VORLIEGENDER TEXT.

=-=-=

DER VERBÜNDETE DER NACHTSCHWÄRMER
08. Juli 2021 von Frank Jöricke (Trierischer Volksfreund)
Am 17. Februar 2000 starb der legendäre Diskjockey Eric Baader. Freunde starteten eine Spendenaktion, und dank Organisator Bruno Meyer aus Mesenich konnte ein Jahr später ein Grabstein in Form einer Schallplatte auf dem Trierer Hauptfriedhof aufgestellt werden. Diese LP-Grabplatte wurde jetzt entfernt. Eine Gelegenheit, an einen Mann zu erinnern, der in Diskotheken wie dem Natascha (Trier), Castel (Bitburg) und Queen’s Pub (Hermeskeil) Tausende von Menschen glücklich gemacht hat. Der folgende Text erschien erstmals vor 25 Jahren im Trierischen Volksfreund.
Es ist 1968. In der Bundesrepublik brodelt es. Ein gewisser Andreas Baader steckt in Frankfurt ein Kaufhaus in Brand. Auch sein Vetter Erich Theodor, kurz: Eric, schlägt über die Stränge. Er reibt eine Drei-Zentner-Sau mit Schuhwichse ein und treibt sie durch eine Frankfurter Hauptverkehrsstraße, bis sie in der Auslage eines Porzellangeschäfts zum Halt kommt. Das ist sein Beitrag zur 68er-Bewegung. Der Mann, der von sich selbst behauptet, „Franz-Josef Strauß steht links von mir“, ist anarchischer als viele, die mit diesem Etikett hausieren gehen. „Moral ist halt, wenn man doch tut, was man will.“
Es ist 1969. Es gibt noch keine Revivals. Alles ist neu. Mondlandung, Ostpolitik, Diskotheken. Die Bundesliga hat ihren Bestechungsskandal noch vor sich, als der Buchbinder Eric Baader von Handwerk auf Mundwerk umsattelt. Fortan sagt er nachmittags Grabowski und Hölzenbein an und abends James Brown und Velvet Underground. Stadion und Disco – beide verlangen einen Entertainer mit sonorer Stimme. Die hat der Kettenraucher Eric Baader. In manchen Nächten sind es vier Packungen, die er wegdrückt oder besser: die im Ascher verglühen. Denn zwischen Ansage und Plattenwechsel bleibt nicht viel Zeit zur Zigarettenpause. Zumal das Publikum den ganzen DJ fordert. Hier ein Plattenwunsch, dort ein Schwätzchen, ein paar aufbauende Worte, ein Schwank aus dem Leben, eine Anekdote über die Band, deren Lied gleich läuft, manchmal ein Flirt, denn auch ein Diskjockey ist schließlich nur ein Mensch. Und ein Mann. Eric Baader spielt gern den Chauvinisten alter Schule. Seine Sprüche kloppen präzis unter die Gürtellinie. Bemerkungen vom Kaliber „Die Axt im Haus ersetzt den Scheidungsanwalt“ lassen auf einen Frauenhasser schließen. Dabei ist Baader das Gegenteil. Derselbe Mann, der übers Mikro derbste „Frau Wirtin“-Witze unters Discovolk streut, ist privat ein Knigge-Anhänger mit Tanzschulmanieren. Gewalt lehnt der Frankfurter Twist-Meister von 1962 ab. Die aber gibt es in der Szene zuhauf. Huren werden auf dem Tanzparkett vermöbelt, Zuhälter schmeißen ihm bei Razzien Schießeisen hinters DJ-Pult. Wenn einem so viel Gutes wird beschert… „Ich hatte nur zwei Möglichkeiten: im Milieu zu landen oder aus Frankfurt wegzugehen.“ So landet der Coca-Cola-Süchtige Eric Baader in der Asbach-Uralt-Stadt Rüdesheim.

=-=-=

ÜBUNGSAUFGABE 1. Zähle, in wie vielen Zeilen der Datensätze unten die Zeichenfolge „sunlit“ vorkommt, und nenne nur diese Zahl. Groß- und Kleinschreibung ist dabei zu beachten.

=-=-=

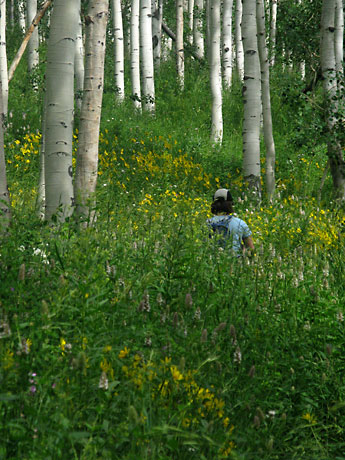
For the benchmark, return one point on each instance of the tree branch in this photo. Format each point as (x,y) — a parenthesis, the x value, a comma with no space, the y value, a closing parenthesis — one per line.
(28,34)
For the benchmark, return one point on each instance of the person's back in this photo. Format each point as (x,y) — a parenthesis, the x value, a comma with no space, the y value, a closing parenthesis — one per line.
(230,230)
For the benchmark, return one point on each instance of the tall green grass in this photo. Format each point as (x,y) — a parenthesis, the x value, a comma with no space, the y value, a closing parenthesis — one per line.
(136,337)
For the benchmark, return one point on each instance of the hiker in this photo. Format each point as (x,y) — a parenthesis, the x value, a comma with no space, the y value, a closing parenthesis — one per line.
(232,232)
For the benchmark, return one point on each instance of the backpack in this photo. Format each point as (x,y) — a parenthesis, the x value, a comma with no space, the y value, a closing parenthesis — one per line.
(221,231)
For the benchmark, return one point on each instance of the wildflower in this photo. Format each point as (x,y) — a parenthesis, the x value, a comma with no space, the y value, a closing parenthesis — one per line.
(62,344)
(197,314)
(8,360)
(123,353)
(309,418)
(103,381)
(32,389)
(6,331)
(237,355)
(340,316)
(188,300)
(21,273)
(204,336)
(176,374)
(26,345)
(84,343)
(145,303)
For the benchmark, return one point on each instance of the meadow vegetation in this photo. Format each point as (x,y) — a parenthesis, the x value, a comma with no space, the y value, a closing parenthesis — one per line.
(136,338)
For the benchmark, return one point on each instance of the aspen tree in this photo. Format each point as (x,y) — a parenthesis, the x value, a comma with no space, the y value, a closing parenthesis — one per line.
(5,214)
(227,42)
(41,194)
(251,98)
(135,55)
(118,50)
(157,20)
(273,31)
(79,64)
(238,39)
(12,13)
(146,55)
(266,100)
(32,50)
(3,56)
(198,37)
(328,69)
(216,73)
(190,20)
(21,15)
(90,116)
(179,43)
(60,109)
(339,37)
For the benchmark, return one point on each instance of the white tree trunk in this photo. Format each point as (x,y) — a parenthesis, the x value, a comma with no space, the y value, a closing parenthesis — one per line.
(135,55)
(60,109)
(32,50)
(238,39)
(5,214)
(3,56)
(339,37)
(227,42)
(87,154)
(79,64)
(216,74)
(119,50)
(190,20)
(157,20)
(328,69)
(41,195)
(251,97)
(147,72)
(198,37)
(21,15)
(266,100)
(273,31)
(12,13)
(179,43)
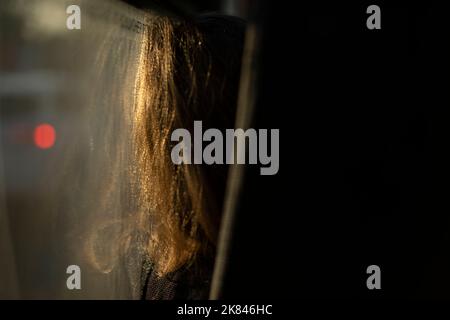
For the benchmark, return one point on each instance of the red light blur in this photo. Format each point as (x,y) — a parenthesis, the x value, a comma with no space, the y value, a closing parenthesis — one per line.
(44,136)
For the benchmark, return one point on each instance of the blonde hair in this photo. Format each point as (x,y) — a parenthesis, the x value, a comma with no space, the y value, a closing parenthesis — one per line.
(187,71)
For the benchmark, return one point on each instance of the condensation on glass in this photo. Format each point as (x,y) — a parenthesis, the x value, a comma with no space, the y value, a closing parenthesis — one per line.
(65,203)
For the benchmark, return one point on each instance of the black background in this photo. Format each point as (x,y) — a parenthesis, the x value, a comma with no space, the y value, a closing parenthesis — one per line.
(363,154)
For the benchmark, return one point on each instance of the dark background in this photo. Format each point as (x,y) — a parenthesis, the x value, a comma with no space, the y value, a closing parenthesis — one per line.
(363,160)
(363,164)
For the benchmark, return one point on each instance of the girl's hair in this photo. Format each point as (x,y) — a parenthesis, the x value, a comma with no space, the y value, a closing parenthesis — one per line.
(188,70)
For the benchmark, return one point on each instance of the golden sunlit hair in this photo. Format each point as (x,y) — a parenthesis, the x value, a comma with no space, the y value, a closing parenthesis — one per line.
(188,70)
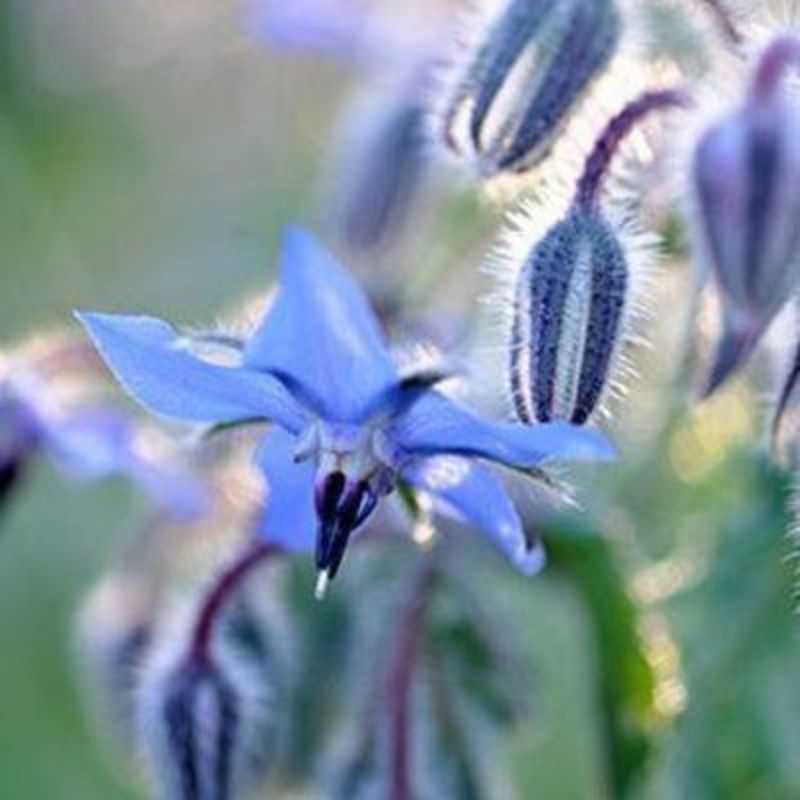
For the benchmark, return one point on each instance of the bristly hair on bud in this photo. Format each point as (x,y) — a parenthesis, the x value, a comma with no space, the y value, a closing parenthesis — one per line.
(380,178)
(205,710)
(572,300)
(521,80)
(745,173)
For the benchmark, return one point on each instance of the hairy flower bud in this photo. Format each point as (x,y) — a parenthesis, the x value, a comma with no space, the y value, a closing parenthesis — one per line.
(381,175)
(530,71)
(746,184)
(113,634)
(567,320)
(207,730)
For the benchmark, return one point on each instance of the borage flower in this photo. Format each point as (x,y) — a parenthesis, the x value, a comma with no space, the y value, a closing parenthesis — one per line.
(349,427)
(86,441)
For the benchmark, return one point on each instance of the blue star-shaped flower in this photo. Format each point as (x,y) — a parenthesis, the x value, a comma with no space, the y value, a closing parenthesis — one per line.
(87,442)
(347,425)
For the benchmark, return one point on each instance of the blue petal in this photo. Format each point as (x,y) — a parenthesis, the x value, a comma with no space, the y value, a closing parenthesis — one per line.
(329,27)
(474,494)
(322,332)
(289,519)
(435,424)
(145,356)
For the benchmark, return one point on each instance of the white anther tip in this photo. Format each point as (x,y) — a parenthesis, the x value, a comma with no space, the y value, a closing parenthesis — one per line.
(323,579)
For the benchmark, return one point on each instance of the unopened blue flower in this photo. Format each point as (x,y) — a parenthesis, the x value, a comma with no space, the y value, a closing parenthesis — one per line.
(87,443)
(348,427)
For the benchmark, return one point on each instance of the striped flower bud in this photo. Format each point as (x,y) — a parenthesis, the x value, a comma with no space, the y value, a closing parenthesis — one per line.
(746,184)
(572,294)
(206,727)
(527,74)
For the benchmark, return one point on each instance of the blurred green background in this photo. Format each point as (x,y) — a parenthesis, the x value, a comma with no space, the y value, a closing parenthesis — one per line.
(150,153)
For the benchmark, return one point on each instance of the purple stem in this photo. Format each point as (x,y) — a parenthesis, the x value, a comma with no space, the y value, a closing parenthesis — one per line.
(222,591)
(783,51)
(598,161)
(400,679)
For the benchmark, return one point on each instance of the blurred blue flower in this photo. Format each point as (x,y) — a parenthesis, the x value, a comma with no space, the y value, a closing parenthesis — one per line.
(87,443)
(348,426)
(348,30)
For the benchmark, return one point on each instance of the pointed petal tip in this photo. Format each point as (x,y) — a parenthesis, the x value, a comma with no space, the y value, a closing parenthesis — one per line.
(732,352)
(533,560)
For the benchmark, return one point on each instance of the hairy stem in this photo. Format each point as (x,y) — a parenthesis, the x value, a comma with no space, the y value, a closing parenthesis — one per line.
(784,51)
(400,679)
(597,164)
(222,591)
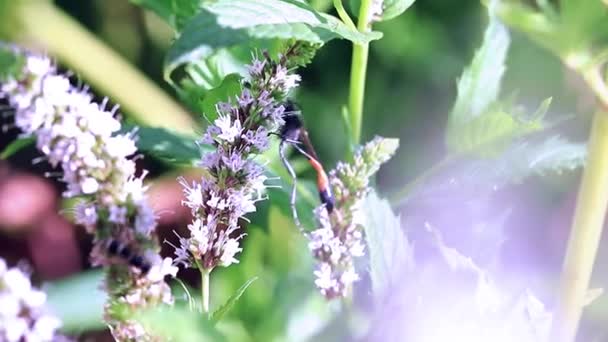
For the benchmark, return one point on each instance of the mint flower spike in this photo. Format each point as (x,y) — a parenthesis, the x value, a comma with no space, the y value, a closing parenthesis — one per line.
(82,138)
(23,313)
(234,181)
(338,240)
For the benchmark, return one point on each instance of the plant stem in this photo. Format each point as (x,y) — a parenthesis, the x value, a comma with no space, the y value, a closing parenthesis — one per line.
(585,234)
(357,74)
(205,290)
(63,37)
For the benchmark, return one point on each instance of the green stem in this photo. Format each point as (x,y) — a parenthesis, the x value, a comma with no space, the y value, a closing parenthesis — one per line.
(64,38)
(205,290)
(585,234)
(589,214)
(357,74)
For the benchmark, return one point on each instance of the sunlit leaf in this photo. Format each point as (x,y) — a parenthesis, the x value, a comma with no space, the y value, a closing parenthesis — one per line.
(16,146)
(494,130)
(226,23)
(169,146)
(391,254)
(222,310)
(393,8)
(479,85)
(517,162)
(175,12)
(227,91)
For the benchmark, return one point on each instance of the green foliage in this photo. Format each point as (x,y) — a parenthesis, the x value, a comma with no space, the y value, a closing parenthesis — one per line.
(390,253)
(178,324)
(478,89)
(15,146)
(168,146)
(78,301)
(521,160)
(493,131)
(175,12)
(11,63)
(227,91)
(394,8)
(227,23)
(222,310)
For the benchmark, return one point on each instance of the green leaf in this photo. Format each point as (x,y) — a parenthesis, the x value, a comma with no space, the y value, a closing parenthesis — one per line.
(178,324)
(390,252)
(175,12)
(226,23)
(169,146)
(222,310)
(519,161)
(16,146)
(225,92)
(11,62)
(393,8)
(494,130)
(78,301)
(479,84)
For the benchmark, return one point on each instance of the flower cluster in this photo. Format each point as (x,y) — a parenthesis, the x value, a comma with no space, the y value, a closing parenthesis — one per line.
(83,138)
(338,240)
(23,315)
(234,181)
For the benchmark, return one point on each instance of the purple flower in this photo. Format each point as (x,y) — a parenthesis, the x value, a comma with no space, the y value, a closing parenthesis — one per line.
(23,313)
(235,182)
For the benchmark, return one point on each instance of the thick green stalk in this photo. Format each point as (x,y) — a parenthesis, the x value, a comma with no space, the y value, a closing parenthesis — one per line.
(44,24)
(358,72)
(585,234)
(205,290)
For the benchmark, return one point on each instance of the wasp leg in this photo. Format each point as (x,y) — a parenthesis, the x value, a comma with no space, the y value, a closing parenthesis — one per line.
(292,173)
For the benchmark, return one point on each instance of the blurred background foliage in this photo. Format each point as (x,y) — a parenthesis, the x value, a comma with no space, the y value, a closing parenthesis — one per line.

=-=-=

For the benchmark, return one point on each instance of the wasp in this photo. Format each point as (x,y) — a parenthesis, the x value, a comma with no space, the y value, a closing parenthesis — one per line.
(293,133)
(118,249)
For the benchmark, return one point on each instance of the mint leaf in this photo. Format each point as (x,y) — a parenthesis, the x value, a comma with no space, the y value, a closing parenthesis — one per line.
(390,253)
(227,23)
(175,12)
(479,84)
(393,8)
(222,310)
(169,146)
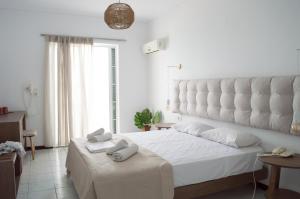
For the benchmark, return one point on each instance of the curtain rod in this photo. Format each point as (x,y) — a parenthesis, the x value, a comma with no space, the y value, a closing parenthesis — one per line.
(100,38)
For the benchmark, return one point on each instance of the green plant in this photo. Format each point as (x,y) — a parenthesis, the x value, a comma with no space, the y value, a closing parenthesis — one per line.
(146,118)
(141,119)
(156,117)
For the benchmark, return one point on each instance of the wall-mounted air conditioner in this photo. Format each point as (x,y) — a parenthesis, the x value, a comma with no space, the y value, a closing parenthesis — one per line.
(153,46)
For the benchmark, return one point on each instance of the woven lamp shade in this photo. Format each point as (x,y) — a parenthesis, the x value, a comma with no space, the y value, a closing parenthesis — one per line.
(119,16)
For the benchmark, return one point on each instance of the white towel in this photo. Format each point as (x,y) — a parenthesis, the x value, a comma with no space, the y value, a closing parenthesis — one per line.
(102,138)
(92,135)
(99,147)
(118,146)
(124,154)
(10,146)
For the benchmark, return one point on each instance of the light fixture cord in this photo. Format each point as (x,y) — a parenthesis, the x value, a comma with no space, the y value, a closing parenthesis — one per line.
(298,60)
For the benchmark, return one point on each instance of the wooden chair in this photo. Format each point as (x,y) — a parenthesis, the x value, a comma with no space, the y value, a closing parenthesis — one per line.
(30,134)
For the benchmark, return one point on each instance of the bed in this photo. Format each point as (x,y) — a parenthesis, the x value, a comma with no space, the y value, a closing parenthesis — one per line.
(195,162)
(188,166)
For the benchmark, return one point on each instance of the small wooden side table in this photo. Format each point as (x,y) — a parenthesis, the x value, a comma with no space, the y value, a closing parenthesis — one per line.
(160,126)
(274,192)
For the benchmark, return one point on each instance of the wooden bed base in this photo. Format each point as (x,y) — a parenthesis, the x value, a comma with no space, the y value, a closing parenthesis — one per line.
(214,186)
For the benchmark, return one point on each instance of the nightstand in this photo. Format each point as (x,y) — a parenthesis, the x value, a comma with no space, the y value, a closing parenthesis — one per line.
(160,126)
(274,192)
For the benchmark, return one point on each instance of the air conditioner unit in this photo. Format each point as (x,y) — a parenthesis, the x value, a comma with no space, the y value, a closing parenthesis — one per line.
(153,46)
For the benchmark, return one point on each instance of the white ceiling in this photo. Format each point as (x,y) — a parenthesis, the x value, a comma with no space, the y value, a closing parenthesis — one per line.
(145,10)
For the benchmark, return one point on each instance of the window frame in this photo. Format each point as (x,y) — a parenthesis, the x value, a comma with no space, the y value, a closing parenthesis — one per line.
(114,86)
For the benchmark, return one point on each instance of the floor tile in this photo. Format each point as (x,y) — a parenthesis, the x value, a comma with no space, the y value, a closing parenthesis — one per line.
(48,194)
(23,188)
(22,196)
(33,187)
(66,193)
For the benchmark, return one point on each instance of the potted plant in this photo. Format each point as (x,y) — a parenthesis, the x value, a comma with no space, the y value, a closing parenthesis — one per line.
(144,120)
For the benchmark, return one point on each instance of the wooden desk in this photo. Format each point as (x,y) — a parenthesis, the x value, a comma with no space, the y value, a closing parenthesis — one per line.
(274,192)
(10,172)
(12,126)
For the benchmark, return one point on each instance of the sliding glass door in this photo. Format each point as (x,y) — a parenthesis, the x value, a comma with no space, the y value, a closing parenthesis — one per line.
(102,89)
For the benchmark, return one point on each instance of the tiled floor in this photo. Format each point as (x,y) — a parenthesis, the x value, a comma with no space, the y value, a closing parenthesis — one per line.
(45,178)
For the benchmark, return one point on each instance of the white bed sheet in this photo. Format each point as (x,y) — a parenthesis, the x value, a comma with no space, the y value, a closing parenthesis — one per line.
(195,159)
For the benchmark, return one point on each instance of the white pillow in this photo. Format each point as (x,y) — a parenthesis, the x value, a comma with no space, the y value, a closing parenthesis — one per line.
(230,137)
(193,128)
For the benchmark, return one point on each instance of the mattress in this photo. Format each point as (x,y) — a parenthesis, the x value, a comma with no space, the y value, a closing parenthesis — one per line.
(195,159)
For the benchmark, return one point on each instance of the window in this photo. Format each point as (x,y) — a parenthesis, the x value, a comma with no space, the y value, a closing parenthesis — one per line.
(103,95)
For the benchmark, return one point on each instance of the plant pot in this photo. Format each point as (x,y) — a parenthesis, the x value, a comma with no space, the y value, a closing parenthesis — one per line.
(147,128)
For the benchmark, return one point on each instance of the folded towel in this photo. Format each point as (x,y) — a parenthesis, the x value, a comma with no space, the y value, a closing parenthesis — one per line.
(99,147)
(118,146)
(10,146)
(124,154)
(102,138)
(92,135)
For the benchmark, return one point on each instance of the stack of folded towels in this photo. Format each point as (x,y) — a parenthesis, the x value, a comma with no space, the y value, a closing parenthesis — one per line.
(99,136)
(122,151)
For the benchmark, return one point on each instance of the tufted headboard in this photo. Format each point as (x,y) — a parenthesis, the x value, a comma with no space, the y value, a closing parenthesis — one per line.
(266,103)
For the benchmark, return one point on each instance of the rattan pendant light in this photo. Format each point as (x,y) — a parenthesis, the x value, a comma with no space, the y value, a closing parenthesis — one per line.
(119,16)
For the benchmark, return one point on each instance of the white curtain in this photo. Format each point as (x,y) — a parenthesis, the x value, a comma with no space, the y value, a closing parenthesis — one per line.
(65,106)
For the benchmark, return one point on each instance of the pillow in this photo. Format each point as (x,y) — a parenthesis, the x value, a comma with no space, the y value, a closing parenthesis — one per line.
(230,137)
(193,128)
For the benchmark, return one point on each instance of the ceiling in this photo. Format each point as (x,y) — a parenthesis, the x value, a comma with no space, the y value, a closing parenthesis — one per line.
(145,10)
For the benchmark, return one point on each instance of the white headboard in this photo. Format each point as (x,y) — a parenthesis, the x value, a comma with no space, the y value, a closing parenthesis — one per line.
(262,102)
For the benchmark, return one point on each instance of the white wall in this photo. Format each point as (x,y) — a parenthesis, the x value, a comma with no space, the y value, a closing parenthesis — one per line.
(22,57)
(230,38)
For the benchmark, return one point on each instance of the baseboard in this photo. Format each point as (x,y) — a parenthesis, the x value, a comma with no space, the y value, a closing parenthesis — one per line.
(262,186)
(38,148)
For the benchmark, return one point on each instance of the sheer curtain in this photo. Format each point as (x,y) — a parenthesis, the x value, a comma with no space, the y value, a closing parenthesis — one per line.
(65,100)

=-=-=

ÜBUNGSAUFGABE 2. Führe den Text über den Diskjockey Eric Baader oben weiter, beginnend nach seinem letzten Satz.

SCHRIFTLICHE ANTWORT 1. 2

SCHRIFTLICHE ANTWORT 2.
Es ist 1971. Während der Südfrüchtehändler Horst Gregorio Canellas den Bundesligaskandal ins Rollen bringt, ist der Diskjockey Eric Baader missionarisch in Sachen Hard Rock und Black Music unterwegs. Rüdesheim ist der Auftakt zu einer Tour durch 86 Städte und Diskotheken. Von Oberstdorf bis Münster. Jeden Monat ein anderes Hotel. „Einsamkeit hat viele Namen“, singt Christian Anders – und kann Eric Baader damit nicht gemeint haben. Denn der ist internatsgestählt – „ich fing an Musik zu hören, weil ich zu sehr allein war“ – und nun in seinem Element. „In die Disco zu gehen, war damals etwas Besonderes.“ Für Schüler und Lehrlinge oft die einzige Alternative zu Fernsehabenden im familiären Kreis. Nie wieder „Einer wird gewinnen“ und „Der goldene Schuß“. Die Disco als Ort des Versprechens. Und der große Zampano, das ist der Diskjockey, der im schlechtesten Fall nur Platten auflegt und im besten Fall Eric Baader heißt. Der nämlich moderiert die Songs, nimmt schüchternen Frischverliebten die Angst vorm Blues, legt in einer Kurhoteldisco an Heiligabend „Sex machine“ auf und macht so noch den schlaffsten Tanztee zum Event.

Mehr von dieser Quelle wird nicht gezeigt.